Dataset entries

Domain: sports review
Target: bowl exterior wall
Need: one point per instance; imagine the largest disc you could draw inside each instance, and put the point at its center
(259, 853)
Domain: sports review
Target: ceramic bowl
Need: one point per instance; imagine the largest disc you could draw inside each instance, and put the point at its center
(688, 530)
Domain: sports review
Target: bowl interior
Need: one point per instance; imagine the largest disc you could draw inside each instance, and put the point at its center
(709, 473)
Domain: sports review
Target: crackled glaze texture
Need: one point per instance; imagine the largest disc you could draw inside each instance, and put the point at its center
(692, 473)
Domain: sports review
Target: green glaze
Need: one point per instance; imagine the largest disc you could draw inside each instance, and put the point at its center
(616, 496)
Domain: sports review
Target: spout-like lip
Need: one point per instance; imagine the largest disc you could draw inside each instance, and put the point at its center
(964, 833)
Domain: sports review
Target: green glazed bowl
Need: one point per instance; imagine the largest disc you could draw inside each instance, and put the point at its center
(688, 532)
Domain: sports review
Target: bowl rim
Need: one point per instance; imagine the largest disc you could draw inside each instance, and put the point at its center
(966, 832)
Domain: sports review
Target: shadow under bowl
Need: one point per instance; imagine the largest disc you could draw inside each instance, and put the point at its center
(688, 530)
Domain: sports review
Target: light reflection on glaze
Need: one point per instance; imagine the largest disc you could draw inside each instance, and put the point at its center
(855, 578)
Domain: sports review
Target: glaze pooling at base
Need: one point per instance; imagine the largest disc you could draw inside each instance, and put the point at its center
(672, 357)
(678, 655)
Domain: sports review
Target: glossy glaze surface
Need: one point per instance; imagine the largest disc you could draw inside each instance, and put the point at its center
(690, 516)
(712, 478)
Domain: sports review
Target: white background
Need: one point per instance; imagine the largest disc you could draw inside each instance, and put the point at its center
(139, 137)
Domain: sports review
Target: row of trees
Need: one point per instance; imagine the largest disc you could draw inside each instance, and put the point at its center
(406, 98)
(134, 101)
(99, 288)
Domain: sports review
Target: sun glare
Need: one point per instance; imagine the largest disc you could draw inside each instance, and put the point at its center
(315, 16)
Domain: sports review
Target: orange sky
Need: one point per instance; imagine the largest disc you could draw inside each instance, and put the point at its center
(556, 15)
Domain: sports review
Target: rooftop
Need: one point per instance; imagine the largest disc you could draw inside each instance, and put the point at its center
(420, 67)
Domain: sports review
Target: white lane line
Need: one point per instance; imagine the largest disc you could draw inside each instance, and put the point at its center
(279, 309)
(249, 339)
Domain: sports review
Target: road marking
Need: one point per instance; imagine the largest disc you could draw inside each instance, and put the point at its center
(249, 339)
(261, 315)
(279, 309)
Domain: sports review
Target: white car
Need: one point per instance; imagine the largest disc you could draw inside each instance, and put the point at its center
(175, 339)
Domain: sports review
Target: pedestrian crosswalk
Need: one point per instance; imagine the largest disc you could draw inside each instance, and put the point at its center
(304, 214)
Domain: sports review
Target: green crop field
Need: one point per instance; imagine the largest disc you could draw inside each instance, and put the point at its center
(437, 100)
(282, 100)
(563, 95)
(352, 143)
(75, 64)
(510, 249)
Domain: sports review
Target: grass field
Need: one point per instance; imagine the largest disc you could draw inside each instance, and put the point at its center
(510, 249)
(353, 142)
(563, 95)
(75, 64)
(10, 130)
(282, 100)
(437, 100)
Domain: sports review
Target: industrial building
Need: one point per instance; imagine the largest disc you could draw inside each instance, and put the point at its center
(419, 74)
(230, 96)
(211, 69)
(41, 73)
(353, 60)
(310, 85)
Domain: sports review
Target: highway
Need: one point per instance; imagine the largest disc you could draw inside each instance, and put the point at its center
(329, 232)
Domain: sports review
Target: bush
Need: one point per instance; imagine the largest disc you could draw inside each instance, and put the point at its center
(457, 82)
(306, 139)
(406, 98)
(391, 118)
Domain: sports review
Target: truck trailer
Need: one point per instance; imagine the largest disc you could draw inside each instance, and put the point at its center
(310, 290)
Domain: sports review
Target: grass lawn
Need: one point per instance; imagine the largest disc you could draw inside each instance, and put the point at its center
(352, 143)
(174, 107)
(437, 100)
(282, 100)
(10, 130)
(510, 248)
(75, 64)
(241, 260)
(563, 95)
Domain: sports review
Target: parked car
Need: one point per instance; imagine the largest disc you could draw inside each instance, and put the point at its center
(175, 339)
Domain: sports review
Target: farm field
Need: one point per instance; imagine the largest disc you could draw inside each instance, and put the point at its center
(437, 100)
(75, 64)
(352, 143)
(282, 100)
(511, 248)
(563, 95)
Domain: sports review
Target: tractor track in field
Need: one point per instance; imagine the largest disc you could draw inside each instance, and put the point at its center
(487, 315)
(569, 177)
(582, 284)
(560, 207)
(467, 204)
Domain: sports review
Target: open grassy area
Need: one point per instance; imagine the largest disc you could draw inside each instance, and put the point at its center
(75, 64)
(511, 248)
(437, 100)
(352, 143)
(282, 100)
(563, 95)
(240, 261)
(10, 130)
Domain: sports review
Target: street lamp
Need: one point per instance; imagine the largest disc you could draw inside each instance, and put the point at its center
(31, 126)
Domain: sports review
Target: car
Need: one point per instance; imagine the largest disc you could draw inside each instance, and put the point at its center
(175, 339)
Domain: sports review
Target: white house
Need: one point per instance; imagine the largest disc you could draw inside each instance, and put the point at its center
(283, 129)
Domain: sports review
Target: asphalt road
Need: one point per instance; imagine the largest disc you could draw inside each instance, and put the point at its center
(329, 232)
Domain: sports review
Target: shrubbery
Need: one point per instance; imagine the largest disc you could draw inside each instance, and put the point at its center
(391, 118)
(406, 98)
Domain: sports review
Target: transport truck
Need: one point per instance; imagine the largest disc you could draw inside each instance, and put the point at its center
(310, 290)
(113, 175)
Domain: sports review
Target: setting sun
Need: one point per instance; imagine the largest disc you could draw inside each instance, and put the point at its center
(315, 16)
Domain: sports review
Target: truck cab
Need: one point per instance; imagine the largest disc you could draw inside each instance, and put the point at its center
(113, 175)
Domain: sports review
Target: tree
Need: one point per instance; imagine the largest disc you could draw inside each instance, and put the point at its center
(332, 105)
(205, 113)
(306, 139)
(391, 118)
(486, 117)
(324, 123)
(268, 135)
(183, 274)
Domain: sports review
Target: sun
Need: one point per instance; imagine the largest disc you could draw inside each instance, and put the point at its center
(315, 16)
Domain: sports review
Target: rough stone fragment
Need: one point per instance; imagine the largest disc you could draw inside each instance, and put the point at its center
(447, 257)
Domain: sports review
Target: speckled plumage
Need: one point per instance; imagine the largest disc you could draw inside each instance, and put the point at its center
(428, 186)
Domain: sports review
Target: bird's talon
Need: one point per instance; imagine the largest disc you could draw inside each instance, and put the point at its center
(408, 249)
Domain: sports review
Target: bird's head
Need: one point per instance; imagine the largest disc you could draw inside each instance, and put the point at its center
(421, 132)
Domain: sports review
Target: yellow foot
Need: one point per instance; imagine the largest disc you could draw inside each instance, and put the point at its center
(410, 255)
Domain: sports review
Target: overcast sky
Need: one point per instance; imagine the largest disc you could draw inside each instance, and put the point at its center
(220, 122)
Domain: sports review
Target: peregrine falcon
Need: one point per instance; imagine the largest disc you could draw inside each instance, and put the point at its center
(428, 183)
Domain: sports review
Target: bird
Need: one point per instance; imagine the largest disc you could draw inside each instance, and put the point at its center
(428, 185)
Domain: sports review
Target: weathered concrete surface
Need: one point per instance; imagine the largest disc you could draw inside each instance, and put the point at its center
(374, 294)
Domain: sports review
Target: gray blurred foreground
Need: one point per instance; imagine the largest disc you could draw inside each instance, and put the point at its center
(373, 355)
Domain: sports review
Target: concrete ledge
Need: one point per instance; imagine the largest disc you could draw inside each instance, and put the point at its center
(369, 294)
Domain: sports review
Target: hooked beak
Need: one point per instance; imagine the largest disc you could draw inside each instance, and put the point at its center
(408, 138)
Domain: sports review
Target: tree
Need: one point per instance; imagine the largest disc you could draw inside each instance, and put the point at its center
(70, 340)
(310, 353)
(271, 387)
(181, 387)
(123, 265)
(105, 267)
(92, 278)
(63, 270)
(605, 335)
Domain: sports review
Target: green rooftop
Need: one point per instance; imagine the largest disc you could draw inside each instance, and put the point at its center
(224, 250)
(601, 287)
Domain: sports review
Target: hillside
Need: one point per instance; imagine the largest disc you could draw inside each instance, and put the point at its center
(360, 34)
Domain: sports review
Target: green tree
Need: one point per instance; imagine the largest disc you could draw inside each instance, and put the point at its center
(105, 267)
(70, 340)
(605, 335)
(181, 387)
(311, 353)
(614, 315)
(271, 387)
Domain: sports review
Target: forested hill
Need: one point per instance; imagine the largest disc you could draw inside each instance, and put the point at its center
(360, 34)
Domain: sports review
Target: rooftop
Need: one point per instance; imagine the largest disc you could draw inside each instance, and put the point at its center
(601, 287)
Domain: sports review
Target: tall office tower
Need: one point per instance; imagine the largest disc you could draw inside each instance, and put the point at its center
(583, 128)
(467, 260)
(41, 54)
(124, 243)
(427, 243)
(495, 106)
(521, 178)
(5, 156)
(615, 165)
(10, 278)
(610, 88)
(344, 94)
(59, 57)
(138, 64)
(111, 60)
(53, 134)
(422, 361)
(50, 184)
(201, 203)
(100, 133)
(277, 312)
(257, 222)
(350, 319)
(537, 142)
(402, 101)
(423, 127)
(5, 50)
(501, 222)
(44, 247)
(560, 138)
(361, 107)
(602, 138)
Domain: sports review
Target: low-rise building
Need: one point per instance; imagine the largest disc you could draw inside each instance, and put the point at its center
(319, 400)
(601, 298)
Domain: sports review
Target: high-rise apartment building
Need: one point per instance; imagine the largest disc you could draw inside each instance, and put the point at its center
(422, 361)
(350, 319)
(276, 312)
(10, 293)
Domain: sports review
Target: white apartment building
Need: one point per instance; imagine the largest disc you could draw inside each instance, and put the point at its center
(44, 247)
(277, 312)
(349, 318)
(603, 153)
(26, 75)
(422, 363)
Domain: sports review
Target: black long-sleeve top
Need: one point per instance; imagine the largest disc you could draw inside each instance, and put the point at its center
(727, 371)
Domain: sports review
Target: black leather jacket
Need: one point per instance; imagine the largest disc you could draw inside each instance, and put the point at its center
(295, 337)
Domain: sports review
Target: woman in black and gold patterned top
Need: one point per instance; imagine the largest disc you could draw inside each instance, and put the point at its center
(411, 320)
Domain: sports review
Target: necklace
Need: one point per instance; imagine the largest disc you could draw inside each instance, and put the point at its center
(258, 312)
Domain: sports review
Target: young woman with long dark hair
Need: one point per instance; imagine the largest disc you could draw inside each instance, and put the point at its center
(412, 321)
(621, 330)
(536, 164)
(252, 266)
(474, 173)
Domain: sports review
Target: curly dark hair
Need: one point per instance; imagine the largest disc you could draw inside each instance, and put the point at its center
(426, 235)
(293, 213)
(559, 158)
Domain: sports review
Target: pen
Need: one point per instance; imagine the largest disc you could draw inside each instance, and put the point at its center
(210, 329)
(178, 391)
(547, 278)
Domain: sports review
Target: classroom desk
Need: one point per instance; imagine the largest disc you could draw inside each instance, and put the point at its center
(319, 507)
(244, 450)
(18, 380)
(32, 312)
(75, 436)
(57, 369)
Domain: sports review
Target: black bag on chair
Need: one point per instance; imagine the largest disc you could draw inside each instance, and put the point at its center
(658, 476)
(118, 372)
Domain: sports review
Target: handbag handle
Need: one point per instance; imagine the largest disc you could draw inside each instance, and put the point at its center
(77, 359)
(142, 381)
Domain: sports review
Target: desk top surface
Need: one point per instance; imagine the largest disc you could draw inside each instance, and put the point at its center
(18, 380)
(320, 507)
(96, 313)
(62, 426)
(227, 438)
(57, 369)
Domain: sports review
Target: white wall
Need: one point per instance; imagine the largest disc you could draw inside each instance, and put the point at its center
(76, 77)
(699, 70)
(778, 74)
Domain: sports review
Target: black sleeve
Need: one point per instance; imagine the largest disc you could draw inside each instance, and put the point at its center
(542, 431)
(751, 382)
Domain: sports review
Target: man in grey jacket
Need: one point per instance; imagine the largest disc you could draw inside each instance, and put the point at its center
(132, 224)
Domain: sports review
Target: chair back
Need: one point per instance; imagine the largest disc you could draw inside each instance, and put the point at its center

— Task item —
Look through the data above. Find each line with the string "wall" and copy it.

— Result —
Target: bowl exterior wall
Target: white wall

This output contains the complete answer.